Seçilmiş Bölüm
________

İçeriğe atla

Yer'in ekseni

Omfalos ya da betil denen, yerin göbeğini simgeleyen taş.

Yer’in ekseni veya axis mundi, dinlerde ve mitolojilerde yer ile cennet ve cehennem gibi ya da Tanrı/tanrıların ikamet ettiği yer arasındaki ilişkinin sağlandığına inanılan yer. Daha yüksek ve daha alçak alemler arasındaki seyahatler ve iletişim bu nokta üzerinden sağlanır.[1] Aşağı alemlerdekiler bu noktadan daha yukarı çıkarak yukarı alemdekilerle iletişim kurarlar, yukarı alemlerde olanlar ise aşağıda alemlere ve her yere bu yer üzerinden lütuflarını yayarlar.[2] Bu nokta yerin Antik Yunan'da dünyanın başlangıç noktası sayılan omphalos (yerin göbeği) ile benzer bir işlev görür.

________

Gösterilen Malzeme
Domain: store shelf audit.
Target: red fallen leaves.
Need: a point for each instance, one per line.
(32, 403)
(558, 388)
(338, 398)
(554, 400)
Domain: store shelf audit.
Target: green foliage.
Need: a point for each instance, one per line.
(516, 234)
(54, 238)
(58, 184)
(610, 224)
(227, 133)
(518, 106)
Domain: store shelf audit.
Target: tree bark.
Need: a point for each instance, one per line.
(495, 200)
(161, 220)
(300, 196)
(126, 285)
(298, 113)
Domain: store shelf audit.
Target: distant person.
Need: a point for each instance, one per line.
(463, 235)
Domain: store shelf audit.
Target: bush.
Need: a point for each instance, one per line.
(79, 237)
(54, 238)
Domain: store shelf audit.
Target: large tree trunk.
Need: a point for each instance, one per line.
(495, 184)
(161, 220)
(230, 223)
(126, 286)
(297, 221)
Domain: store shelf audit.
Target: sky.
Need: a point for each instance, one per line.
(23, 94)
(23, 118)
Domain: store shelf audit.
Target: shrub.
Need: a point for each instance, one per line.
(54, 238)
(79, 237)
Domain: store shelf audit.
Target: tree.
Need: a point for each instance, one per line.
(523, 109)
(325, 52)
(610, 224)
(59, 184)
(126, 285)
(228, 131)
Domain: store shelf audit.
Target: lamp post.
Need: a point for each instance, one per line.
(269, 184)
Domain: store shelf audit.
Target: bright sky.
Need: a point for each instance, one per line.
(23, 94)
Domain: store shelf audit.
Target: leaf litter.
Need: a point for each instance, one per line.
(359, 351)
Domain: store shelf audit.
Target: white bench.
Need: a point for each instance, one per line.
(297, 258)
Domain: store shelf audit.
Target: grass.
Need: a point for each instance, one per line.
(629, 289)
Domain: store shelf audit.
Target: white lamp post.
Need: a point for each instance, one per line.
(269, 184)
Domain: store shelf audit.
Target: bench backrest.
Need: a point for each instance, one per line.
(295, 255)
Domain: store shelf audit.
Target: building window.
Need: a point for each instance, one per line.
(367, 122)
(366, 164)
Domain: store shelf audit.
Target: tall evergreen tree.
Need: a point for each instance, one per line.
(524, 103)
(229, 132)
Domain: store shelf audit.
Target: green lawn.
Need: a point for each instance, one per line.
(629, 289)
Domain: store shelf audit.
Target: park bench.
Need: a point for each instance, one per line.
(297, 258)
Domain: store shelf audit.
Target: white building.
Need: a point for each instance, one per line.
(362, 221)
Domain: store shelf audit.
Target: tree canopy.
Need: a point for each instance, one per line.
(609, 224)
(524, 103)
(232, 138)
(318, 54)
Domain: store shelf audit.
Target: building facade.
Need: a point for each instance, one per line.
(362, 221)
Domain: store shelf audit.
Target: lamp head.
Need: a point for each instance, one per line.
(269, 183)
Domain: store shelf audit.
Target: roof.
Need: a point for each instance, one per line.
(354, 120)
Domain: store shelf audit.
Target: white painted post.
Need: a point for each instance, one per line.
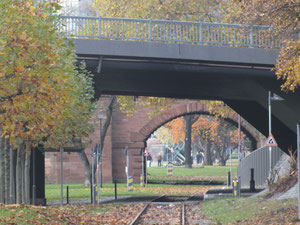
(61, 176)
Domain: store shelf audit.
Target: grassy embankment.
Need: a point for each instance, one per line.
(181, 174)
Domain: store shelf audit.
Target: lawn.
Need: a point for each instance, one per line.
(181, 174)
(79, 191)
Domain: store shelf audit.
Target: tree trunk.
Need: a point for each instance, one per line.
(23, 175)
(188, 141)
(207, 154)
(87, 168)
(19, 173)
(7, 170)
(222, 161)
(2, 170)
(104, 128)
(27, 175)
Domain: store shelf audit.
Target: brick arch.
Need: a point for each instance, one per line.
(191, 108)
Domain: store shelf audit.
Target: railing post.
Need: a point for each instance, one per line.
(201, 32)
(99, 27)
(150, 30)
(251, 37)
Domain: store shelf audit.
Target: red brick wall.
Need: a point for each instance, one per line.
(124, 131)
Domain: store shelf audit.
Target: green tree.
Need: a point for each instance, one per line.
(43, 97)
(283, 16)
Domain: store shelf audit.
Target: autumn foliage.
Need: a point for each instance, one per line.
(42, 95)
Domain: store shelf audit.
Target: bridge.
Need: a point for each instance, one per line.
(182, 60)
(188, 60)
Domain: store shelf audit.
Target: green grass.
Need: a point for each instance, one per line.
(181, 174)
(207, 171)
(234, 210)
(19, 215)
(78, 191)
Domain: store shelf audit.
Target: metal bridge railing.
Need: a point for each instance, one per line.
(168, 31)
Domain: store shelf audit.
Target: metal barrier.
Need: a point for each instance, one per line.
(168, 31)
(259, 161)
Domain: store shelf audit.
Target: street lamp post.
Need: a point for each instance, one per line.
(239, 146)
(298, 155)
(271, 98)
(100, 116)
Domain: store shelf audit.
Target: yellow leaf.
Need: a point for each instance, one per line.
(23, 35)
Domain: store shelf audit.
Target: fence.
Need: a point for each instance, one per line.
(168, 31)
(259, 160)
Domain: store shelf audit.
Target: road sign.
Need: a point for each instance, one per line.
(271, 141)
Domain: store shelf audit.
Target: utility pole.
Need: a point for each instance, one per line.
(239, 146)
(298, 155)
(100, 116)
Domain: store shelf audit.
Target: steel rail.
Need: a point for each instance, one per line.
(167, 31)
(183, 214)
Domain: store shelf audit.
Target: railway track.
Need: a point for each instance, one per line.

________

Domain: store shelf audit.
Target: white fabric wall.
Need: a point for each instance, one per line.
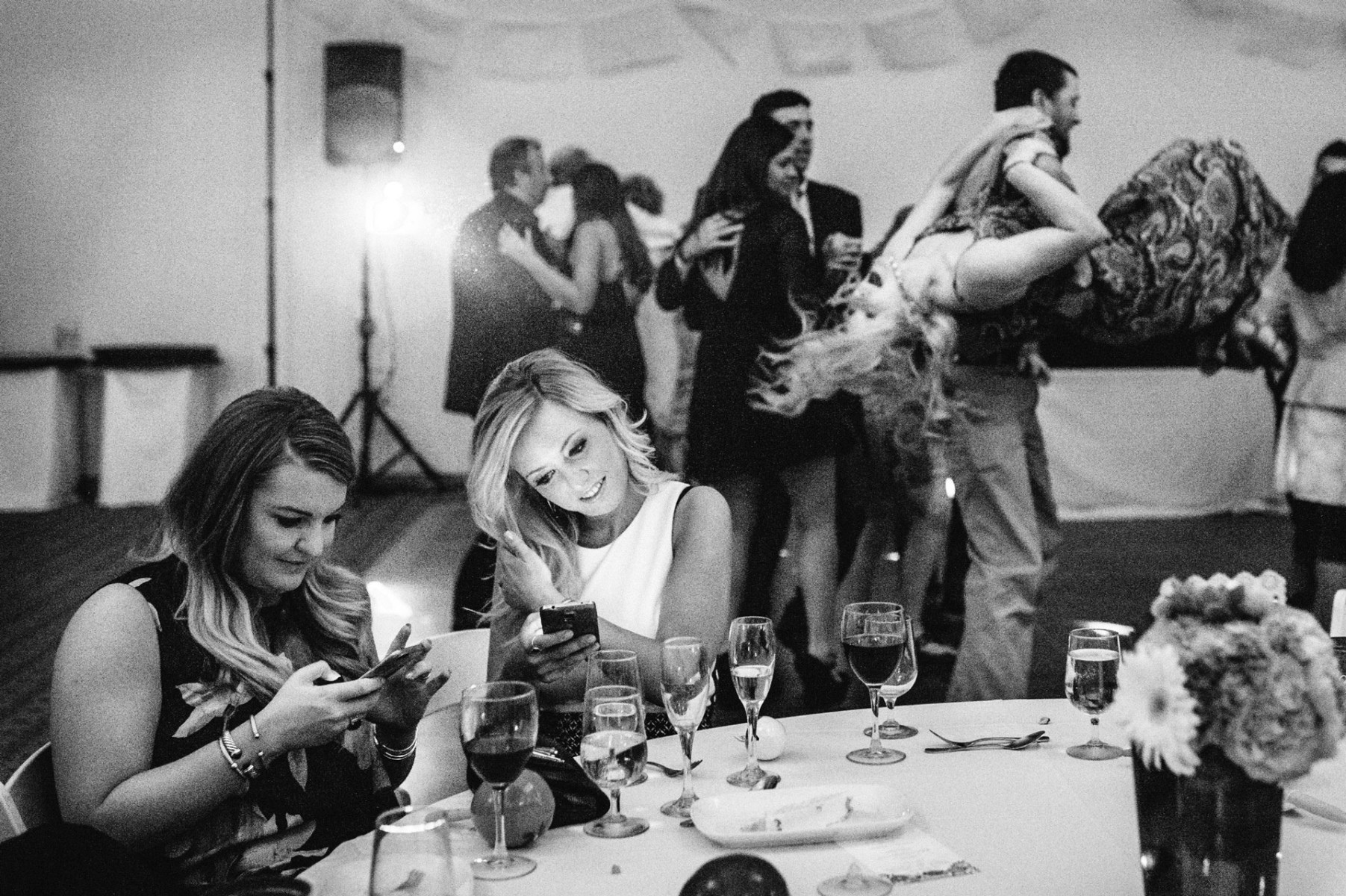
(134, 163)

________

Çalışma Yönergeleri
(1) Yer'in ekseni konulu metne göre Antik Yunan'da dünyanın başlangıç noktası sayılan şeyin adı nedir?
(2) Aşağıdaki ifadelerin Yer'in ekseni konulu metinle uyuşup uyuşmadığını belirtiniz; her biri için evet ya da hayır deyip karar veren sözleri metinden aynen aktarınız.
(a) Yukarı alemlerde olanlar lütuflarını bu nokta üzerinden yayar.
(b) Aşağı alemlerdekiler bu noktadan aşağı inerek yukarı alemdekilerle iletişim kurar.
(c) Yerin ekseni yalnızca mitolojilerde yer alan bir kavramdır.
(3) Yer'in ekseni konulu metni son cümlesinden sonra sürdürünüz.

Alıştırma Sonuçları
(1) Omphalos, yani yerin göbeği.

(2)
(a) Evet: "yukarı alemlerde olanlar ise aşağıda alemlere ve her yere bu yer üzerinden lütuflarını yayarlar"
(b) Hayır: "Aşağı alemlerdekiler bu noktadan daha yukarı çıkarak yukarı alemdekilerle iletişim kurarlar"
(c) Hayır: "dinlerde ve mitolojilerde"

(3)
Yerin merkezine ilişkin Axis mundi imajı (belki de beslenmeyi sağlayan göbek bağına benzer şekilde) genellikle dişil betimlenir. Bu bir doğal obje (dağ, ağaç, asma, sürgün, duman veya ateş gibi) ya da insanlar tarafından üretilmiş bir şey (kule, merdiven, mayıs direği, haç, çan kulesi ya da minare, ip, totem direği, sütun) olabilir. Göğe yakınlığı bazen dini(pagoda, tapınak tepesi, minare, kilise) bazen seküler(obelisk, deniz feneri, roket, gökdelen) anlamlar taşıyabilir ve dinsel veya seküler bağlamlarda görülür.[3] Axis mundi sembolizmi şaman pratiklerinden, animist inanç sistemlerine, büyük dünya dinlerinden teknolojik gelişmenin ürettiği "urban center"lara kadar birçok alanda görülebilir. Mircea Eliade'nin dediği gibi "Kozmogoni, tüm inşalarda örnek alınan oluşumdur. İnşa edilen her yeni şehir, her yeni ev, dünyanın yaradılışını bir anlamda bir daha tekrarlar. Aslında her şehir ve her konut "evrenin merkezinde" bulunmaktadır.[4]

Mircea Eliade'ye göre merkez simgeciliği ve kozmolojik imaları üç ana unsur etrafında toplanırlar:

  1. Dünyanın merkezinde, yerle göğün birleştiği "kutsal dağ" bulunmaktadır.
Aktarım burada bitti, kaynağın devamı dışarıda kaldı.